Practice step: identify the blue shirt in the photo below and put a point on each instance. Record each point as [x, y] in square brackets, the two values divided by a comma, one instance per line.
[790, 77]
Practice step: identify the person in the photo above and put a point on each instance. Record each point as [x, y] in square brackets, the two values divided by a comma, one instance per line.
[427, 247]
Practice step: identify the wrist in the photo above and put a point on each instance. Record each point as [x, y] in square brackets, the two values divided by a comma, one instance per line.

EXERCISE REQUIREMENTS :: Please repeat every row above, requests included, and leave the requests unchanged. Scale each point coordinate in the answers by 2.5, rounding to whole numbers with halves going up.

TASK RESULT ::
Practice step: identify the blue shirt in the photo below and put a point on each instance. Record each point as [x, y] in square brackets, the two values divided by a comma, one instance per line.
[1975, 193]
Practice step: identify the person in the photo above and put a point on each instance. Record each point as [x, y] in square brackets, the two values divided by a comma, one instance per line.
[1068, 618]
Practice step: identify the wrist in the photo above and put a point on each instance. Record each point as [x, y] in square brackets, the two values divided by a comma, one instance per line.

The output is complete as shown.